== Segment start ==

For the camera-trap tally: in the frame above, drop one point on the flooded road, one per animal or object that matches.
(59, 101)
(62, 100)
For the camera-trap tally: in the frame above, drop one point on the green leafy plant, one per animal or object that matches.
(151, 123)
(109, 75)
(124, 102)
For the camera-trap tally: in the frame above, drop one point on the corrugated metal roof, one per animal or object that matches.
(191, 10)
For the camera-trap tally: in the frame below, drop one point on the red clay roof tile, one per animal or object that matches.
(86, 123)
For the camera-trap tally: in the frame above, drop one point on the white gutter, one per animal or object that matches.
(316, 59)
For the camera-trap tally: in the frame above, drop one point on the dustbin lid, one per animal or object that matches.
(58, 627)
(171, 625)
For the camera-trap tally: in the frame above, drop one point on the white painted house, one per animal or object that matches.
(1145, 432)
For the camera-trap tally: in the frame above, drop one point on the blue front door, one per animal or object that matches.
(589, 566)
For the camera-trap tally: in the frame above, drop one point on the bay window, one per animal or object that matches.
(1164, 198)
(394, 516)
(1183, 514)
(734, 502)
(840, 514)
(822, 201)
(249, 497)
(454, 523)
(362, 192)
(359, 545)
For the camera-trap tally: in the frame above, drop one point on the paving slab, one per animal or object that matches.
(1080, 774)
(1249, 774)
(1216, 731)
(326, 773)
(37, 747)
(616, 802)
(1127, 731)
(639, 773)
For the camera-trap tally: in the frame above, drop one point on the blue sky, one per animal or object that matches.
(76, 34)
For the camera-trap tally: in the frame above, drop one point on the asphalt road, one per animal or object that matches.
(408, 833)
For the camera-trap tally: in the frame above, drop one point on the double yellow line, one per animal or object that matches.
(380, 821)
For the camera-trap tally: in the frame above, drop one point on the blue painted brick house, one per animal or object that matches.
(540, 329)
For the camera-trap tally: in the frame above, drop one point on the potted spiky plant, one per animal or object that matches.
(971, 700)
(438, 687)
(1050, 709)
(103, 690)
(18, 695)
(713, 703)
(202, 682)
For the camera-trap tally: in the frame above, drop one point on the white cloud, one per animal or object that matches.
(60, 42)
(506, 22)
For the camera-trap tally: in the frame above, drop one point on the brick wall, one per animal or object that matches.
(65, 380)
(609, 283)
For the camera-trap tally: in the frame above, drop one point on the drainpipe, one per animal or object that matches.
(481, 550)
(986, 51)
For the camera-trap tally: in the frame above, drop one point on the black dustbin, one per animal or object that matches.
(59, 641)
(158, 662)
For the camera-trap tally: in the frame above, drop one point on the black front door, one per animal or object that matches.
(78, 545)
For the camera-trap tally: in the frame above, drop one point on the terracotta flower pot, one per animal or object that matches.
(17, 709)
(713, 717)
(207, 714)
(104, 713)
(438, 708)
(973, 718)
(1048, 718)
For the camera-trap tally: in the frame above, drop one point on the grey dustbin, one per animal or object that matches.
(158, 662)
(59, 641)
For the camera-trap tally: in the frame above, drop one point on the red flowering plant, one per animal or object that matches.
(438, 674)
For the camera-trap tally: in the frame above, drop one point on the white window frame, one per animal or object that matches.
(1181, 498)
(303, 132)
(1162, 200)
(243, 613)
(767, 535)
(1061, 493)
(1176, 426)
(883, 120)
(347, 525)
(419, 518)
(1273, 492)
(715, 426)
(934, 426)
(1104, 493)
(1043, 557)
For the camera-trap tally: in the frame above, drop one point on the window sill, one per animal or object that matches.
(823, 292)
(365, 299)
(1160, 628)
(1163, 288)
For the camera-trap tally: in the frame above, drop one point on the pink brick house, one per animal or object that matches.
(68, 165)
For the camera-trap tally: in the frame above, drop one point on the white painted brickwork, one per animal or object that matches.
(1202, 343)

== Segment end ==

• Problem details:
Could you please reproduce each record exactly, leaving nothing out?

• Answer to the problem:
For the camera-trap tally: in the frame above, drop one point on the flooded road, one per animal or object that matches.
(59, 101)
(62, 100)
For the camera-trap tally: in the frame above, drop one point on the green leafy plant, one per animal or object that matches.
(151, 123)
(109, 75)
(124, 102)
For the camera-trap tally: in the frame above, drop one point on the corrugated metal roof, one per animal or object that matches.
(191, 10)
For the camera-trap tally: in the frame below, drop one point on the red clay roof tile, one per animal or object that matches.
(86, 123)
For the camera-trap tally: in the frame above, drop one point on the white gutter, one per animal or object that matches.
(316, 59)
For the camera-trap tally: in the frame above, drop one point on the dustbin lid, one per animal or object that matches.
(58, 627)
(171, 625)
For the camera-trap tally: in the frame above, drop one point on the white painted house, one per animal or object that matches.
(1145, 432)
For the camera-trap tally: in the frame above, drop one point on the blue front door, one per animal or object that matches.
(589, 566)
For the camera-trap tally: in the frame above, drop one point on the bay window, one per animal or object that matches.
(1164, 198)
(394, 516)
(1183, 514)
(734, 502)
(840, 514)
(822, 201)
(249, 497)
(454, 523)
(362, 192)
(359, 545)
For the camera-trap tally: in the frame above, drop one point on the paving slab, one per animal or object that matches.
(1080, 774)
(1249, 774)
(1216, 731)
(326, 773)
(37, 747)
(616, 802)
(1127, 731)
(639, 773)
For the camera-trap tally: in the frame above, drop one point on the blue sky, one per animal or object that matches.
(76, 34)
For the camera-trap tally: in the frame above, drop one point on the asphalt road, one per animal or object that matches.
(408, 833)
For the camera-trap tally: in the frame above, drop one point on the double yellow line, one per animal or object that matches.
(380, 821)
For the camera-trap tally: in the frame above, drop one point on the blue painted brick house, one per animal or object that matches.
(540, 329)
For the camera-trap tally: in the frame above, drop one point on the potted spiky plant, one per animal or object that matches.
(971, 700)
(438, 687)
(1050, 709)
(103, 690)
(18, 695)
(713, 703)
(202, 682)
For the camera-trap tally: in the frame above, drop one point on the white cloud, one per animal or object that matches.
(60, 42)
(506, 22)
For the camera-trap tally: in the frame above, drop one point on the brick wall, one per animal or object that matches.
(65, 380)
(609, 283)
For the camera-trap tally: in the frame above, drop one point on the drainpipe, one per animal or object that matches.
(481, 550)
(986, 51)
For the camera-trap tally: in the frame above, drop one point on the black dustbin, one per animal or object that matches.
(59, 641)
(158, 662)
For the camera-trap tally: in the frame above, drop one point on the black front door, one per animal or object that matches.
(78, 545)
For the camera-trap tally: in the frame above, drop one point on the terracotta flower pot, one per animal or object that matches.
(17, 709)
(713, 717)
(207, 714)
(104, 713)
(438, 708)
(973, 718)
(1048, 718)
For the camera-trap tally: in the frame above, drop one point on the grey dustbin, one per animal or object that matches.
(158, 662)
(59, 641)
For the camera-trap tally: in the frame above, drop one point on the red flowering plant, one per animal or object that matches.
(438, 674)
For the camera-trap tally: in the frame above, drop one point on the white window frame, one per animal or object that matches.
(1181, 498)
(303, 132)
(1162, 200)
(243, 613)
(767, 535)
(1061, 493)
(1176, 426)
(883, 120)
(347, 525)
(419, 518)
(1273, 492)
(715, 426)
(934, 426)
(1104, 493)
(1043, 557)
For the camera-trap tally: in the frame above, drop one point on the window sill, one per animal or object that matches.
(823, 292)
(365, 299)
(1160, 628)
(1163, 288)
For the camera-trap tally: in the frame above, drop one point on the pink brick house, one per animal or object that matches.
(68, 165)
For the camera-trap tally: in the frame above, drop one point on the white painted brickwork, one per animal or object that matches.
(1202, 343)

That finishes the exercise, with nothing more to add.